* _ЗАДАНИЕ_
Напишите продолжение отрывка о настроениях «правых» монархистов в 1905 году, начав сразу после его последнего предложения.

* _ПРЕДЛОЖЕННЫЙ ОТРЫВОК_
★ ★ ★ ★ ★
Истеричные призывы не всегда свидетельствуют о неадекватности призывающего. Иногда они — наиболее яркий показатель идейного тупика, в котором оказался «истерик». Разговоры о династии как о единственно возможной в тех обстоятельствах жертве, признание безнадежности придворного переворота — все это приговор правящему монарху, в самоубийстве которого монархист видел единственный шанс для страны. «Но где ему!» — злобно восклицал Никольский, без стеснения называя царя глупым, невежественным, жалким человеком. Конечно, военные поражения стимулировали истерию, но дело было не в них. Рушилось здание той монархии, отстаивать принципы которой идейные монархисты считали своим священным долгом. Множились слухи, истину от лжи отличить оказывалось все сложнее. В мае 1905 года, например, по столице пустили «утку», будто бы царь отрекается от престола. Говорили также иное: Николай II совершенно спокоен. Много рассуждали о созыве Земского собора. Но «правых» ничто не вдохновляло.

«Дело не в гибели флота, — писал Л. А. Тихомиров, — это само по себе пустяки, но ведь и вообще все гибнет». Жалея царя, он провидчески назвал его искупительной жертвой за грехи поколений. Но ведь дело было не только в царе — и в России тоже, спасти которую он был бессилен («что ни сделает, губит и ее, и его самого»). В поисках ответа на вопрос, почему все так плохо, «правые» еще накануне революционных потрясений 1905 года приходили к неутешительному выводу о том, что «царь болен, его болезнь — бессилие воли; он не может бороться, всем уступает, а в эту минуту вырывает у него уступки самый ловкий во всем мире человек — Витте»[80]. Говоривший эти слова Б. В. Штюрмер имел репутацию политического «зубра», в его консервативных убеждениях Николай II никогда не сомневался, в годы Первой мировой войны назначил даже председателем Совета министров!
★ ★ ★ ★ ★
* _ДАННЫЕ ДЛЯ АНАЛИЗА_
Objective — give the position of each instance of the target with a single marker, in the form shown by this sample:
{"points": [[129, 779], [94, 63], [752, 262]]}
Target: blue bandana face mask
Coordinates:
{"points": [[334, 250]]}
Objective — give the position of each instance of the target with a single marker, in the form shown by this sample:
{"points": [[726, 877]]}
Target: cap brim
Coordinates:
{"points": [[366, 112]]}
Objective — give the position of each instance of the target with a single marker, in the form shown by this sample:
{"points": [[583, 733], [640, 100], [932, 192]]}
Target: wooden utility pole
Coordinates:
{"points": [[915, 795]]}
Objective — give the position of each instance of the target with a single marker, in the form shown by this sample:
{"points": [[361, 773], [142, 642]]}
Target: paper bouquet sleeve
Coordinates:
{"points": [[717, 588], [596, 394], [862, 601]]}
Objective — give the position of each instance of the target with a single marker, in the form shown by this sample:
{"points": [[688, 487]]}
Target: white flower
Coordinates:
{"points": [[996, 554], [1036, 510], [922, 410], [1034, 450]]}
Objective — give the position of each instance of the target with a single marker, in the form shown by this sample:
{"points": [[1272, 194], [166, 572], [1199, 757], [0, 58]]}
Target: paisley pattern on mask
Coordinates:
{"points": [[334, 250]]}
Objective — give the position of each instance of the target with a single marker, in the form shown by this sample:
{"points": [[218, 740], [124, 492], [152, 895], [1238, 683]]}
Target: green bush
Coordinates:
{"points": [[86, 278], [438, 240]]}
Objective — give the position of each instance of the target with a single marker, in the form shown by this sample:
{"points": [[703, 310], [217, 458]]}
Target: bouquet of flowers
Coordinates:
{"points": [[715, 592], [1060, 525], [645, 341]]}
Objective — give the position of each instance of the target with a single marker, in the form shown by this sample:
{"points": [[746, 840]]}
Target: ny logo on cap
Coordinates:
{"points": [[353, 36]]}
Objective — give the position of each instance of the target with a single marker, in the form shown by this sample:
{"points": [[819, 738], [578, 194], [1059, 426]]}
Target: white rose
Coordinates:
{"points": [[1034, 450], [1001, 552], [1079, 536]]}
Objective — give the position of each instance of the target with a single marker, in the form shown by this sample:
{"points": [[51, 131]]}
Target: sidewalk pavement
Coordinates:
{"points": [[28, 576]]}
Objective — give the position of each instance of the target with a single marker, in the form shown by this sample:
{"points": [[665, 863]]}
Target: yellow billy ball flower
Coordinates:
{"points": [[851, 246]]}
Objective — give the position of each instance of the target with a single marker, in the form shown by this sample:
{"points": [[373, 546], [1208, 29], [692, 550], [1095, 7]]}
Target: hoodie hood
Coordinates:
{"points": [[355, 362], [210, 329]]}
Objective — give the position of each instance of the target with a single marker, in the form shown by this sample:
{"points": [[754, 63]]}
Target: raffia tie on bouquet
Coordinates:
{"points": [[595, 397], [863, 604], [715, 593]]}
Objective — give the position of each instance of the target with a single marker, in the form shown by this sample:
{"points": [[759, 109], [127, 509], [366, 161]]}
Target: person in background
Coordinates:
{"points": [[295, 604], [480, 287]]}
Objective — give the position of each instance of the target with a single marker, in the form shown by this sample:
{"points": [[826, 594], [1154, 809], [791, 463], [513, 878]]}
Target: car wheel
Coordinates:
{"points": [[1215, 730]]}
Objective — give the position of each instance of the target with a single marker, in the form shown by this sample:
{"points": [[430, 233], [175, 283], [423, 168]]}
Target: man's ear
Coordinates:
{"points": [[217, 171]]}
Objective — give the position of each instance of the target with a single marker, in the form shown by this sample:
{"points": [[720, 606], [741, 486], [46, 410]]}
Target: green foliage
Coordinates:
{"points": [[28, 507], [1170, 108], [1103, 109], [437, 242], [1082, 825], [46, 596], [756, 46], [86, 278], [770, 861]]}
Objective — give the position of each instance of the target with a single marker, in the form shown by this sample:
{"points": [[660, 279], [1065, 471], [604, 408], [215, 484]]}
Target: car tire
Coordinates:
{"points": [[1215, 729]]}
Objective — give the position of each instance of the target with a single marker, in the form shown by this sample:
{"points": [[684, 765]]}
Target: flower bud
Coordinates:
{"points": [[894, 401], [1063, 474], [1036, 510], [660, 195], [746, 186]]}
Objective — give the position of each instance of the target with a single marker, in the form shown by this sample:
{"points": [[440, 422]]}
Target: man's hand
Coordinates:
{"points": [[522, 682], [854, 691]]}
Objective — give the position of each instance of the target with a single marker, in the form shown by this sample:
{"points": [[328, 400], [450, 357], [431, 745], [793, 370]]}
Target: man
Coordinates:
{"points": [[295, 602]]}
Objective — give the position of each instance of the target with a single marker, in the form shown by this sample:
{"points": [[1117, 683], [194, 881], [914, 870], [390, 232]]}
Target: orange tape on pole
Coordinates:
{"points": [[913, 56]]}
★ ★ ★ ★ ★
* _ОТВЕТ НА ЗАДАНИЕ_
О болезни царя говорили и врачи, его лечившие. Если верить сообщению В. И. Гурко, профессор невропатологии А. И. Карпинский утверждал, что Николай II страдал негативизмом. «Болезнь эта состоит в том, что пациент проявляет в общем сильный упадок воли в отношении противодействия решениям, принимаемым другими лицами даже в делах, касающихся его самого, и проявляет крайнее упорство в смысле отрицательном, а именно отказываясь лично предпринять какие-либо действия в любом направлении. Болезнь эта сопровождается обычно развитием недоверия ко всем лицам, что-либо исполняющим для больного и с которыми он вообще вынужден иметь дело». Итак, негативизм. Но диагноз (даже если он был верен) ничего не менял по существу: лекарства от такой болезни не существовало. Для самодержавного повелителя это было фатально — получалось, что «болезнь» не давала ему возможности управлять империей. Чем дальше, тем больше… Объяснение, конечно, не оправдание, но все же будем иметь в виду диагноз профессора А. И. Карпинского, тем более что о волевых качествах Николая II писали много и резко.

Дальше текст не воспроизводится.